### [CONSIGNE DE L'EXERCICE]
Reproduisez à l'identique toutes les lignes des données ci-dessous, de la première à la dernière.
### DONNÉES ###
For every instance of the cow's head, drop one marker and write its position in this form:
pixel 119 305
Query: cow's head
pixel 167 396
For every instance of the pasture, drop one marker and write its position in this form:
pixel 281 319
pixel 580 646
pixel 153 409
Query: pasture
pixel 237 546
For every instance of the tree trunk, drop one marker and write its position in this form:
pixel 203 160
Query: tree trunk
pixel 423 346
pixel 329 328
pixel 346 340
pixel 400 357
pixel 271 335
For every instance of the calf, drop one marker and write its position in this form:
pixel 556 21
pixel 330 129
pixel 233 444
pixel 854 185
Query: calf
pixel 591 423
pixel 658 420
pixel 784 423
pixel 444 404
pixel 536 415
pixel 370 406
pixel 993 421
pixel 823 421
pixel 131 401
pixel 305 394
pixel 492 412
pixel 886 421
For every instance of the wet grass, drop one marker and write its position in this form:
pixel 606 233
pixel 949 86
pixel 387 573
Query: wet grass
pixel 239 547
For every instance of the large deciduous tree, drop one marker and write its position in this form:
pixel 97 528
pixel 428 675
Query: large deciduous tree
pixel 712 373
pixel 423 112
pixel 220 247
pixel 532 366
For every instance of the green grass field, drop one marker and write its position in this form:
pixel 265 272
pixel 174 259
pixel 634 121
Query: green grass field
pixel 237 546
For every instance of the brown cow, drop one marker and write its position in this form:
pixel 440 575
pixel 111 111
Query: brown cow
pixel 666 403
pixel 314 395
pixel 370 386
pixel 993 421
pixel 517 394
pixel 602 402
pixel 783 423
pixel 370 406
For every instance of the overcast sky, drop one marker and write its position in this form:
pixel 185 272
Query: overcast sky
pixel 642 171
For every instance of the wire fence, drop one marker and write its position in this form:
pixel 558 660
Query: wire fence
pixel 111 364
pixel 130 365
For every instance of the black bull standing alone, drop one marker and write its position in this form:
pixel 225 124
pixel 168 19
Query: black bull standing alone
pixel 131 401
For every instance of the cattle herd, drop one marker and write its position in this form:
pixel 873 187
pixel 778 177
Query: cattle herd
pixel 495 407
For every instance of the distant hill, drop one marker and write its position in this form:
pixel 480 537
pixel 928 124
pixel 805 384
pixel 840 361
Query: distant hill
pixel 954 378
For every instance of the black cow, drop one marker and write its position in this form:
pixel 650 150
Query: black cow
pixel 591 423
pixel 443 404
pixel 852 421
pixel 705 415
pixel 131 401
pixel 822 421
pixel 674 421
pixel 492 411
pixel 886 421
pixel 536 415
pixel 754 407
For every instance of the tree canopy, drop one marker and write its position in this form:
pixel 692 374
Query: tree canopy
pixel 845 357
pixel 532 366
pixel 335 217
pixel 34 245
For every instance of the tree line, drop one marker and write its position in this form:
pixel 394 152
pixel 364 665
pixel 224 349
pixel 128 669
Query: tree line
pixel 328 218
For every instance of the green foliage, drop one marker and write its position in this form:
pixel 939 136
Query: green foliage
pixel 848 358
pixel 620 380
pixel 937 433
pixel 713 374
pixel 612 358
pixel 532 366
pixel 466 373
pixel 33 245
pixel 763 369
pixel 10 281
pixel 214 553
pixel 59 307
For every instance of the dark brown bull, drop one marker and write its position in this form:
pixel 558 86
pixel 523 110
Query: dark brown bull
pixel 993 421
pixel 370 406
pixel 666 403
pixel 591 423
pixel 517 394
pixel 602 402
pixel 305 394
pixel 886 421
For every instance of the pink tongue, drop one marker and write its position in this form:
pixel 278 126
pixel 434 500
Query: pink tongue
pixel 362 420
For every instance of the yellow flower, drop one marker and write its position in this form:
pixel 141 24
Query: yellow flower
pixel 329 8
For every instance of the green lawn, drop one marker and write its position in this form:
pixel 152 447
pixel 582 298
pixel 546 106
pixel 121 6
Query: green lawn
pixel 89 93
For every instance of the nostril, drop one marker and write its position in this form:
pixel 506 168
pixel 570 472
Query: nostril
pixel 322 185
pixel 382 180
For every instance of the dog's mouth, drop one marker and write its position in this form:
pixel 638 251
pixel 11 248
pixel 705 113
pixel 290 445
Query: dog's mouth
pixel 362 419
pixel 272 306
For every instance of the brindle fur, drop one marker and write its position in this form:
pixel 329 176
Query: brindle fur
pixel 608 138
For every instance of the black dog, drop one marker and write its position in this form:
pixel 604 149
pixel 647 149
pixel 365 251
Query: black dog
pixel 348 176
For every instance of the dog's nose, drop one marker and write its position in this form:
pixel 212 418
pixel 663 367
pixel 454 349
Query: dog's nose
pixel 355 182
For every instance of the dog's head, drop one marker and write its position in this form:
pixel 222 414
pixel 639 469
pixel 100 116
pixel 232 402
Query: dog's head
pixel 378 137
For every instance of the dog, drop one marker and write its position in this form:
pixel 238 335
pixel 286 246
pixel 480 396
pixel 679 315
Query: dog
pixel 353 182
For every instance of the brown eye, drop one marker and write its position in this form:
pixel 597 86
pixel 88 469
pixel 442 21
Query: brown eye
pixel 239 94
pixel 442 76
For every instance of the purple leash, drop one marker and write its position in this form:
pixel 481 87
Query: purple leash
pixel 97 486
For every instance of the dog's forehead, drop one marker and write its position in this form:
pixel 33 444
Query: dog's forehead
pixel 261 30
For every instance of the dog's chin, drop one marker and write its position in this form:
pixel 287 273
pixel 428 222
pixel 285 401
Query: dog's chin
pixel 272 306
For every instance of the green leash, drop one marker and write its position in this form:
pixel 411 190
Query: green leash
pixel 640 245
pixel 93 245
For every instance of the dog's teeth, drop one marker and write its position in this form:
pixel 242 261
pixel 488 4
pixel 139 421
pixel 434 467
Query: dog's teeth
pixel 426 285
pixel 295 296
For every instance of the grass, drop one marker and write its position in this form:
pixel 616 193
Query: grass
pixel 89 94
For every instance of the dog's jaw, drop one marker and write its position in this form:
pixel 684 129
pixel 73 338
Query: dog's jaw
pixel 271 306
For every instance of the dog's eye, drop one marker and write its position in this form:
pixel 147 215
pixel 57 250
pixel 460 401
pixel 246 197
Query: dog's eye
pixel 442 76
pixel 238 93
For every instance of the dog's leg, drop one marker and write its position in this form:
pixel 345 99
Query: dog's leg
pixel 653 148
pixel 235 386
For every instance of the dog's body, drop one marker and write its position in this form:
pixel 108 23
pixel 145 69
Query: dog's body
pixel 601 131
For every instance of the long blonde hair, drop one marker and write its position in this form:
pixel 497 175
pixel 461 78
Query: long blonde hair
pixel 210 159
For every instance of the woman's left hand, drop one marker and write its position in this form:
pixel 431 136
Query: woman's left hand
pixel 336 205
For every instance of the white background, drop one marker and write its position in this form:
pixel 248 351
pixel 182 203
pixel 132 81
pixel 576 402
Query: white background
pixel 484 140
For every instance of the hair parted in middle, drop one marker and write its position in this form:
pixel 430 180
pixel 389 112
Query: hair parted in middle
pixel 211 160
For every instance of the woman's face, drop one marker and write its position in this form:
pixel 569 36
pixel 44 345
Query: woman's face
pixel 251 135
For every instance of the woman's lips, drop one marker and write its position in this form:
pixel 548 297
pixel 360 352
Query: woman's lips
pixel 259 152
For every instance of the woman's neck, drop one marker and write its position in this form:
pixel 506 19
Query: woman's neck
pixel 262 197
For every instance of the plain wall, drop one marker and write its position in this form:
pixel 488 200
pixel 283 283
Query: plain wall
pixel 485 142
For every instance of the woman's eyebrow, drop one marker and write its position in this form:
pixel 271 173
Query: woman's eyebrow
###
### [RÉPONSE ATTENDUE]
For every instance of the cow's head, drop one marker and write its position in this form:
pixel 119 305
Query: cow's head
pixel 167 396
For every instance of the pasture, drop one marker and write its position in this form:
pixel 281 319
pixel 580 646
pixel 153 409
Query: pasture
pixel 237 546
For every instance of the tree trunk, drop one marker and write its position in this form:
pixel 203 160
Query: tree trunk
pixel 423 346
pixel 329 328
pixel 346 340
pixel 400 357
pixel 271 335
For every instance of the calf, drop one marker and write its position in this form:
pixel 556 21
pixel 330 129
pixel 233 444
pixel 854 185
Query: calf
pixel 591 423
pixel 658 420
pixel 784 423
pixel 444 404
pixel 536 415
pixel 370 406
pixel 993 421
pixel 823 421
pixel 131 401
pixel 305 394
pixel 492 412
pixel 886 421
For every instance of the wet grass, drop one marker and write its position in this form:
pixel 606 233
pixel 949 86
pixel 387 573
Query: wet grass
pixel 239 547
For every instance of the large deciduous tree, drop one marker and write its position in this form:
pixel 97 528
pixel 428 675
Query: large deciduous tree
pixel 712 373
pixel 423 112
pixel 220 247
pixel 532 366
For every instance of the green grass field, drop one marker and write its position in this form:
pixel 265 272
pixel 174 259
pixel 634 121
Query: green grass field
pixel 237 546
For every instance of the brown cow, drop one marker and write its position in this form:
pixel 440 575
pixel 111 111
Query: brown cow
pixel 666 403
pixel 314 395
pixel 370 386
pixel 993 421
pixel 517 394
pixel 602 402
pixel 783 423
pixel 370 406
For every instance of the overcast sky, drop one marker and write its position in this form:
pixel 185 272
Query: overcast sky
pixel 642 171
For every instance of the wire fence, drop one marker and write its position in this form:
pixel 558 660
Query: wire fence
pixel 111 364
pixel 130 365
For every instance of the black bull standing alone, drop one marker and write its position in this form:
pixel 225 124
pixel 168 19
Query: black bull standing alone
pixel 131 401
For every instance of the cattle herd, drop one marker and write its position in this form:
pixel 873 187
pixel 778 177
Query: cattle herd
pixel 495 407
For every instance of the distant hill, drop one marker and write its position in this form:
pixel 480 537
pixel 928 124
pixel 805 384
pixel 840 361
Query: distant hill
pixel 954 378
For every instance of the black cow, drop one marker and write its position in this form:
pixel 650 150
Query: black cow
pixel 591 423
pixel 443 404
pixel 852 421
pixel 705 415
pixel 131 401
pixel 822 421
pixel 674 421
pixel 492 411
pixel 886 421
pixel 536 415
pixel 754 407
For every instance of the tree canopy, drop one marker and write its position in this form:
pixel 692 374
Query: tree canopy
pixel 845 357
pixel 532 366
pixel 335 217
pixel 34 245
For every instance of the tree line, drop one marker and write its position in this form:
pixel 394 152
pixel 364 665
pixel 224 349
pixel 128 669
Query: tree line
pixel 328 218
For every instance of the green foliage, drop one marker and write its position in this form:
pixel 939 136
Query: green foliage
pixel 848 358
pixel 620 380
pixel 937 433
pixel 713 374
pixel 612 358
pixel 532 366
pixel 466 373
pixel 33 245
pixel 763 369
pixel 10 281
pixel 214 553
pixel 59 307
For every instance of the dark brown bull, drop one marker and write its position in this form:
pixel 558 86
pixel 523 110
Query: dark brown bull
pixel 993 421
pixel 370 406
pixel 666 403
pixel 591 423
pixel 517 394
pixel 602 402
pixel 305 394
pixel 886 421
For every instance of the pink tongue, drop one marker and write its position in this form:
pixel 278 126
pixel 434 500
Query: pink tongue
pixel 362 420
For every instance of the yellow flower, drop one marker and write its position in this form:
pixel 141 24
Query: yellow flower
pixel 329 8
For every instance of the green lawn, drop one marker and write its position in this form:
pixel 152 447
pixel 582 298
pixel 546 106
pixel 121 6
Query: green lawn
pixel 89 93
For every instance of the nostril, drop one marker and write its position in this form:
pixel 506 168
pixel 570 472
Query: nostril
pixel 322 185
pixel 382 180
For every instance of the dog's mouth, drop one marker and write its position in this form:
pixel 638 251
pixel 11 248
pixel 705 113
pixel 290 445
Query: dog's mouth
pixel 362 419
pixel 272 306
For every instance of the brindle fur, drop one marker and write its position in this form:
pixel 329 176
Query: brindle fur
pixel 608 138
For every instance of the black dog, drop one marker and write its position in this form:
pixel 604 149
pixel 647 149
pixel 365 251
Query: black dog
pixel 348 176
For every instance of the dog's nose, drop one marker and write its position in this form:
pixel 212 418
pixel 663 367
pixel 454 349
Query: dog's nose
pixel 355 182
For every instance of the dog's head, drop one marker and write its position in this form:
pixel 222 414
pixel 639 469
pixel 100 116
pixel 232 402
Query: dog's head
pixel 378 137
For every instance of the dog, drop one marker and write its position in this form:
pixel 238 335
pixel 286 246
pixel 480 396
pixel 679 315
Query: dog
pixel 353 182
For every instance of the brown eye, drop one marker and write its position in this form:
pixel 597 86
pixel 88 469
pixel 442 21
Query: brown eye
pixel 239 94
pixel 442 76
For every instance of the purple leash, drop one marker and write its position in this form:
pixel 481 87
Query: purple leash
pixel 97 486
For every instance of the dog's forehead, drop one marker and write its position in this form:
pixel 33 444
Query: dog's forehead
pixel 261 30
For every instance of the dog's chin, drop one marker and write its position in this form:
pixel 287 273
pixel 428 222
pixel 285 401
Query: dog's chin
pixel 272 306
For every instance of the green leash, drop one marker and write its position in this form:
pixel 411 190
Query: green leash
pixel 640 245
pixel 93 245
For every instance of the dog's teeth, drop one marker and write its position in this form:
pixel 242 261
pixel 488 4
pixel 139 421
pixel 434 467
Query: dog's teeth
pixel 426 285
pixel 295 296
For every instance of the grass, drop one marker and write its position in this form:
pixel 616 193
Query: grass
pixel 89 94
For every instance of the dog's jaw, drop one marker and write its position in this form:
pixel 684 129
pixel 73 338
Query: dog's jaw
pixel 271 306
For every instance of the dog's eye, drop one marker and write its position in this form:
pixel 147 215
pixel 57 250
pixel 460 401
pixel 246 197
Query: dog's eye
pixel 442 76
pixel 238 93
For every instance of the dog's leg, drop one marker and write its position in this form:
pixel 345 99
Query: dog's leg
pixel 653 148
pixel 235 386
For every instance of the dog's body, drop one marker and write its position in this form:
pixel 108 23
pixel 145 69
Query: dog's body
pixel 601 131
For every instance of the long blonde hair, drop one marker and write its position in this form:
pixel 497 175
pixel 461 78
Query: long blonde hair
pixel 210 159
For every instance of the woman's left hand, drop one marker and write its position in this form:
pixel 431 136
Query: woman's left hand
pixel 336 205
For every instance of the white background, drop one marker and write its position in this form:
pixel 248 351
pixel 182 203
pixel 132 81
pixel 576 402
Query: white background
pixel 484 140
For every instance of the hair parted in middle, drop one marker and write its position in this form:
pixel 430 180
pixel 389 112
Query: hair parted in middle
pixel 211 160
For every instance of the woman's face, drop one marker and write its position in this form:
pixel 569 36
pixel 44 345
Query: woman's face
pixel 251 135
For every instance of the woman's lips, drop one marker and write its position in this form:
pixel 548 297
pixel 360 352
Query: woman's lips
pixel 259 152
For every instance of the woman's neck, drop one marker and write its position in this form:
pixel 506 19
Query: woman's neck
pixel 262 197
For every instance of the plain wall, drop one marker and write its position in this form:
pixel 488 200
pixel 283 283
Query: plain wall
pixel 485 142
For every instance of the woman's eyebrow, drop one marker and write its position in this form:
pixel 271 173
Query: woman's eyebrow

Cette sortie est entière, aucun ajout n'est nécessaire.